• Records to process

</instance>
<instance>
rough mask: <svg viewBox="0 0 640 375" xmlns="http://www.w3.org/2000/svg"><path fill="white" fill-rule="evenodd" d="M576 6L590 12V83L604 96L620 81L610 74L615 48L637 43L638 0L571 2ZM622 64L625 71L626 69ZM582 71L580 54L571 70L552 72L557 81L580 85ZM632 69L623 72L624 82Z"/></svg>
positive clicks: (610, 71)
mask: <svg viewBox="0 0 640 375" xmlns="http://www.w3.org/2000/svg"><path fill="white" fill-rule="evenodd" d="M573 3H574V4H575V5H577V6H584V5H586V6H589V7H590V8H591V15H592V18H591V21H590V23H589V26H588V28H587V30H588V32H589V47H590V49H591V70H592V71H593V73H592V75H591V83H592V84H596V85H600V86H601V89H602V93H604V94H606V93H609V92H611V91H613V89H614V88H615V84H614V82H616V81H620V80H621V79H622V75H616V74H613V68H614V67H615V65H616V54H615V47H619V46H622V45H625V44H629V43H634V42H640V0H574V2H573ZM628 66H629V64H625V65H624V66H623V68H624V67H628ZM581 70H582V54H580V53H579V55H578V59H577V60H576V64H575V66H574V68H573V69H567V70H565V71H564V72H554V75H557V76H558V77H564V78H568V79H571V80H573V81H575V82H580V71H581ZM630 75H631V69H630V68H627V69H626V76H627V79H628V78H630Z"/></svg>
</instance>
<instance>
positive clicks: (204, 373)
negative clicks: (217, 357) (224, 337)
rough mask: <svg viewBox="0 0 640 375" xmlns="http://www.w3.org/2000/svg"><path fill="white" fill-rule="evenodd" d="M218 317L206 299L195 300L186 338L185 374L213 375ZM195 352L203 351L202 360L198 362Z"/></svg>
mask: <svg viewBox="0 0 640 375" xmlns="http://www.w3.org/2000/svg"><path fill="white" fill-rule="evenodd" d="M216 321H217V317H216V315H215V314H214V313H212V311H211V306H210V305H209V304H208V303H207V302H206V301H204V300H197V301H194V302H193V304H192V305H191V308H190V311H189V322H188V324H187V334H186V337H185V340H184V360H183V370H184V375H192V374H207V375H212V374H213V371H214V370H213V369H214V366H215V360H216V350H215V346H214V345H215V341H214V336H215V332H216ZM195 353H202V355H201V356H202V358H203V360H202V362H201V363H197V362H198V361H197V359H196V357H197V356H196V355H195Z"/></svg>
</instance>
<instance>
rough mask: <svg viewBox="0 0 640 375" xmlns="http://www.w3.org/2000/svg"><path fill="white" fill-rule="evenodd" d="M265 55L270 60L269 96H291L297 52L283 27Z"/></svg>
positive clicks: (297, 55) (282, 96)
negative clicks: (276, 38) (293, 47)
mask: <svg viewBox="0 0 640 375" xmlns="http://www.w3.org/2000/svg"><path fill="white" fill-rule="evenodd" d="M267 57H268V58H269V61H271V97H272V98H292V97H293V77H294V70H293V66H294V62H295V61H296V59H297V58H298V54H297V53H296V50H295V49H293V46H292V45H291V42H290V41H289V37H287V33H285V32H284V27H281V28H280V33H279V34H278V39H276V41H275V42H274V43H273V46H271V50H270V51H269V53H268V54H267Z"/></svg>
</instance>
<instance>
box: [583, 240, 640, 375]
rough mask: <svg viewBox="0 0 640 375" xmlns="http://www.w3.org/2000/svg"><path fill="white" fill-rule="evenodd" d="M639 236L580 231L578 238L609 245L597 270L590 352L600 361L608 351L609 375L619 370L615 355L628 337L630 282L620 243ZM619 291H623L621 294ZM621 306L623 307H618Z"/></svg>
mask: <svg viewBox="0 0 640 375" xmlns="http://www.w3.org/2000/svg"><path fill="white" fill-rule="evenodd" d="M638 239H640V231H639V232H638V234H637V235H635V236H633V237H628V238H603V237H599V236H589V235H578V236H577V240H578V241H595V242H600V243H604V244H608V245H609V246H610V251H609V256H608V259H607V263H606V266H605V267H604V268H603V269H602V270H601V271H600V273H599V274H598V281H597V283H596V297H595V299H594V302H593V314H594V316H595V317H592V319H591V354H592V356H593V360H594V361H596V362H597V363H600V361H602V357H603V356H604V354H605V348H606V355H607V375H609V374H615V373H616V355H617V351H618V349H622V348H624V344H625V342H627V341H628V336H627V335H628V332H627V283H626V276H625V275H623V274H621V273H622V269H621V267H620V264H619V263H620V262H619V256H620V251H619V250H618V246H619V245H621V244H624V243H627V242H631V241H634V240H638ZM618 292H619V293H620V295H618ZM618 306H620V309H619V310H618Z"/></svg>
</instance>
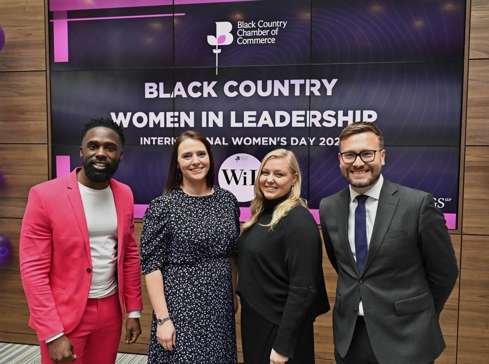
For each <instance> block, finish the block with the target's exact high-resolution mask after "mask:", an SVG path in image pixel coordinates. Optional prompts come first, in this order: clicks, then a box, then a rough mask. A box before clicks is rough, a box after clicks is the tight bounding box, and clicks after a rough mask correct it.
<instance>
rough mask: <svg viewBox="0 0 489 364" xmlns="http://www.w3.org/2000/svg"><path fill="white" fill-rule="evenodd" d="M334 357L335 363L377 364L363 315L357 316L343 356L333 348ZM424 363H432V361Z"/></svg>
mask: <svg viewBox="0 0 489 364" xmlns="http://www.w3.org/2000/svg"><path fill="white" fill-rule="evenodd" d="M334 358H335V360H336V363H337V364H379V362H378V361H377V358H376V357H375V354H374V351H373V349H372V345H370V339H369V338H368V332H367V326H365V320H364V319H363V316H358V318H357V323H356V325H355V331H354V333H353V338H352V340H351V344H350V348H349V349H348V352H347V353H346V355H345V357H344V358H342V357H341V356H340V355H339V354H338V352H337V351H336V349H335V351H334ZM389 364H391V363H389ZM413 364H414V363H413ZM420 364H422V363H420ZM426 364H434V361H432V362H431V363H426Z"/></svg>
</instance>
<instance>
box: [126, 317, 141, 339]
mask: <svg viewBox="0 0 489 364" xmlns="http://www.w3.org/2000/svg"><path fill="white" fill-rule="evenodd" d="M141 332H142V331H141V324H140V323H139V319H138V318H128V319H127V321H126V340H124V342H125V343H126V344H134V343H135V342H136V340H137V339H138V337H139V335H141Z"/></svg>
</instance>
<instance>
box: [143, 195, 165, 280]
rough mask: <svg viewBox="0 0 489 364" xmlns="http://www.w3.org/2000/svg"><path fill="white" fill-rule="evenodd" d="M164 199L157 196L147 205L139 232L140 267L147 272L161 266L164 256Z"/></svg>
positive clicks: (164, 214) (161, 264)
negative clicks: (139, 243) (149, 203)
mask: <svg viewBox="0 0 489 364" xmlns="http://www.w3.org/2000/svg"><path fill="white" fill-rule="evenodd" d="M165 205H166V204H165V200H164V199H163V198H162V197H159V198H157V199H155V200H153V201H151V204H150V205H149V207H148V209H147V210H146V212H145V214H144V218H143V230H142V232H141V245H140V254H141V269H142V273H143V274H148V273H151V272H154V271H155V270H158V269H160V268H161V267H162V265H163V262H164V258H165V248H166V238H167V237H166V235H167V231H166V230H167V225H168V224H167V221H168V214H167V213H166V211H165V210H166V208H165V207H166V206H165Z"/></svg>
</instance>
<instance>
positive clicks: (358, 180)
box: [338, 132, 385, 194]
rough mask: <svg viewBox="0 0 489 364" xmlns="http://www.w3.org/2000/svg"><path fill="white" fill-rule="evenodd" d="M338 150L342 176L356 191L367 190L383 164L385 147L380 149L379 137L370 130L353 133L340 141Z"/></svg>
mask: <svg viewBox="0 0 489 364" xmlns="http://www.w3.org/2000/svg"><path fill="white" fill-rule="evenodd" d="M340 150H341V152H340V153H338V159H339V161H340V169H341V173H342V174H343V177H345V179H346V180H347V181H348V183H349V184H350V185H351V187H352V189H353V190H354V191H356V192H357V193H360V194H363V193H365V192H367V191H368V190H369V189H370V188H371V187H372V186H373V185H374V184H375V183H376V182H377V181H378V180H379V178H380V173H381V172H382V166H383V165H384V164H385V149H380V145H379V138H378V137H377V135H375V133H372V132H366V133H359V134H353V135H350V136H349V137H347V138H345V139H343V140H342V141H341V143H340ZM358 157H360V158H358Z"/></svg>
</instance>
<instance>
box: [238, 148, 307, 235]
mask: <svg viewBox="0 0 489 364" xmlns="http://www.w3.org/2000/svg"><path fill="white" fill-rule="evenodd" d="M276 158H285V159H286V160H287V162H289V168H290V171H291V172H292V174H293V175H295V174H297V180H296V181H295V183H294V184H293V186H292V188H291V189H290V193H289V195H288V197H287V199H286V200H285V201H282V202H281V203H280V204H279V205H277V206H276V207H275V209H274V210H273V216H272V221H270V223H269V224H267V225H264V226H269V227H270V229H273V227H274V226H275V225H277V223H278V222H279V221H280V219H282V218H283V217H284V216H285V215H287V213H288V212H289V211H290V210H291V209H292V208H293V207H295V206H297V205H302V206H304V207H306V208H307V203H306V200H304V199H303V198H301V186H302V178H301V171H300V168H299V163H297V158H296V157H295V154H294V153H293V152H291V151H290V150H286V149H276V150H273V151H271V152H270V153H268V154H267V155H266V156H265V158H263V160H262V162H261V165H260V169H259V170H258V176H257V178H256V180H255V197H254V198H253V201H251V205H250V211H251V218H250V219H249V220H248V221H246V222H245V223H244V224H243V225H242V228H243V229H247V228H249V227H250V226H252V225H254V224H255V223H256V222H257V221H258V218H259V217H260V214H261V213H262V212H263V210H264V209H265V197H264V196H263V193H262V192H261V190H260V176H261V174H262V171H263V166H264V165H265V164H266V163H267V162H268V161H269V160H270V159H276Z"/></svg>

• Work instruction
List each line of the material above that contains the string "negative". Case counts.

• Result of the exercise
negative clicks: (217, 357) (224, 337)
negative clicks: (276, 38) (293, 47)
negative clicks: (139, 243) (149, 203)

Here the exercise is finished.